- [Kurzübung 1] Welche Zusatzkosten entstehen laut dem Auszug zu den CO2-Kosten bei einem Anstieg des CO2-Preises um 10 Euro je Tonne?
- [Kurzübung 2] Übersetzen Sie den folgenden Satz aus dem Auszug zu den CO2-Kosten ins Englische: „Nur unter gleichen Bedingungen, also zu gleichen CO2-Kosten, sind Investitionen in Europa rentabel.“
- [Kurzübung 3] Schreiben Sie den Abschnitt aus dem Auszug zu den CO2-Kosten wortgetreu ab, der bei „Selbst unter den“ beginnt und bei „den Strompreis erhöhen.“ endet.

Dies ist für die NE-Metallindustrie in Europa existenziell. Nur unter gleichen Bedingungen, also zu gleichen CO2-Kosten, sind Investitionen in Europa rentabel. Zu befürchten ist allerdings, dass es in der Europäischen Union bis 2030 spürbar höhere CO2-Preise geben wird als in anderen Regionen. Die aktuelle Debatte über eine Marktstabilitätsreserve zielt sogar direkt darauf ab, im europäischen Emissionshandelssystem den CO2-Preis zu erhöhen. Der von der Metallindustrie geforderte Ausgleich vor allem für die indirekten CO2-Kosten im Strompreis erfolgt dennoch nur teilweise und unter Haushaltsvorbehalt.

Selbst unter den heute geltenden Regeln ist ein Anstieg des CO2-Preises um 10 Euro je Tonne mit Zusatzkosten von rund 30 Millionen Euro verbunden, für die es keinen Ausgleich gibt. Das Vertrauen in das Instrument Emissionshandel und die Politik wird dadurch beschädigt. Der jüngste Vorstoß der Bundesregierung einer CO2-Sonderabgabe für ältere Kohlekraftwerke würde zusätzlich und ohne Ausgleich den Strompreis erhöhen.

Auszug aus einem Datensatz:
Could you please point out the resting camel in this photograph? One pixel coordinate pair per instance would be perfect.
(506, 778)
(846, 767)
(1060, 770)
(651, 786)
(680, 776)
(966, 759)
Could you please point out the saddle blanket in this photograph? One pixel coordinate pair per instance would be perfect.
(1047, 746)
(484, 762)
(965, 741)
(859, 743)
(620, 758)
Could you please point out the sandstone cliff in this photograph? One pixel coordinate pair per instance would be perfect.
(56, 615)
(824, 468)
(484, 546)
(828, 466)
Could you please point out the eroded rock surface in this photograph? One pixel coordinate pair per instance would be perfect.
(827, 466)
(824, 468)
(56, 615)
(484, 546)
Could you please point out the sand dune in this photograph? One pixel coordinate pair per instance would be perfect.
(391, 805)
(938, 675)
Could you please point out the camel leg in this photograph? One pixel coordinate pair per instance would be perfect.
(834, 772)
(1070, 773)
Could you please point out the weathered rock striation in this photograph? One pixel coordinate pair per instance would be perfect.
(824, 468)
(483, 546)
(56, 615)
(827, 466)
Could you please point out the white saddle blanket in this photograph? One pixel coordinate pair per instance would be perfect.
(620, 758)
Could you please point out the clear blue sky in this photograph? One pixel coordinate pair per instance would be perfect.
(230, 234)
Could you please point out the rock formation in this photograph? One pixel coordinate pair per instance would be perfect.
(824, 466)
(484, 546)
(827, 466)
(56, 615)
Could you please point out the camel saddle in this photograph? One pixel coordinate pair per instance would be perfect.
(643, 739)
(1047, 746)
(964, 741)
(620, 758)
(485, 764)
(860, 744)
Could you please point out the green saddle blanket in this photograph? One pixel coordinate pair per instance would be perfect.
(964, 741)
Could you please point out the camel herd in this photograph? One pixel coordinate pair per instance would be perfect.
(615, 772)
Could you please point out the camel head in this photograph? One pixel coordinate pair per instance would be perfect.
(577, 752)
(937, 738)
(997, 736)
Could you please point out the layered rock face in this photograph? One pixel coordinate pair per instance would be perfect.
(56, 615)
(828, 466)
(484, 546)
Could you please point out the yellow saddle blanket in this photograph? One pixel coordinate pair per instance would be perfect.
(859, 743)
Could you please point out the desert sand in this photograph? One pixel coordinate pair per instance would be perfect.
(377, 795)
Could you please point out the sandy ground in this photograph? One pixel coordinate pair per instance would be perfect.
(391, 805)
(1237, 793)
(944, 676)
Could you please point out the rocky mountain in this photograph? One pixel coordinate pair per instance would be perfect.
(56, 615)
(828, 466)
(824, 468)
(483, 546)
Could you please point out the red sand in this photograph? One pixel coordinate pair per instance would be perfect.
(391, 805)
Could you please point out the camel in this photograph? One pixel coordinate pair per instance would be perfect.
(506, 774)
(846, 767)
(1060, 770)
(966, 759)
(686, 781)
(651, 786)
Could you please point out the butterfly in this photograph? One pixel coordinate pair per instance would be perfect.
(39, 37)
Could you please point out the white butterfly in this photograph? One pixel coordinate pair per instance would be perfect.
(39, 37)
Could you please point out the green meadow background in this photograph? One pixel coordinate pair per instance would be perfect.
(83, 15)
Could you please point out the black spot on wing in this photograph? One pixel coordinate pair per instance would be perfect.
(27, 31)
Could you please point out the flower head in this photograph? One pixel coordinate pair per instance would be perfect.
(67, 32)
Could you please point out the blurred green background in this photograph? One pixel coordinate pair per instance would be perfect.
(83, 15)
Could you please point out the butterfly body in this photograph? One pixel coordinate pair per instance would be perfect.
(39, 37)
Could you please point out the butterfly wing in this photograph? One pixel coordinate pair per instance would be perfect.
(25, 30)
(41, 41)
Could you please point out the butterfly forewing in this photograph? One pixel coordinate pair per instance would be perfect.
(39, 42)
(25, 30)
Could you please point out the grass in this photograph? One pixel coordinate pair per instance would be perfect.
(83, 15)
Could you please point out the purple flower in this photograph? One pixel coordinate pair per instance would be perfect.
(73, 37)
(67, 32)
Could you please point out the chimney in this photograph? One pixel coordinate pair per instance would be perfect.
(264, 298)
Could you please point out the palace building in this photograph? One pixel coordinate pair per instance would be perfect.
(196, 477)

- [Lösung 1] Zusatzkosten von rund 30 Millionen Euro, für die es keinen Ausgleich gibt.

- [Lösung 2] Only under equal conditions, that is, at equal CO2 costs, are investments in Europe profitable.

- [Lösung 3]
Selbst unter den heute geltenden Regeln ist ein Anstieg des CO2-Preises um 10 Euro je Tonne mit Zusatzkosten von rund 30 Millionen Euro verbunden, für die es keinen Ausgleich gibt. Das Vertrauen in das Instrument Emissionshandel und die Politik wird dadurch beschädigt. Der jüngste Vorstoß der Bundesregierung einer CO2-Sonderabgabe für ältere Kohlekraftwerke würde zusätzlich und ohne Ausgleich den Strompreis erhöhen.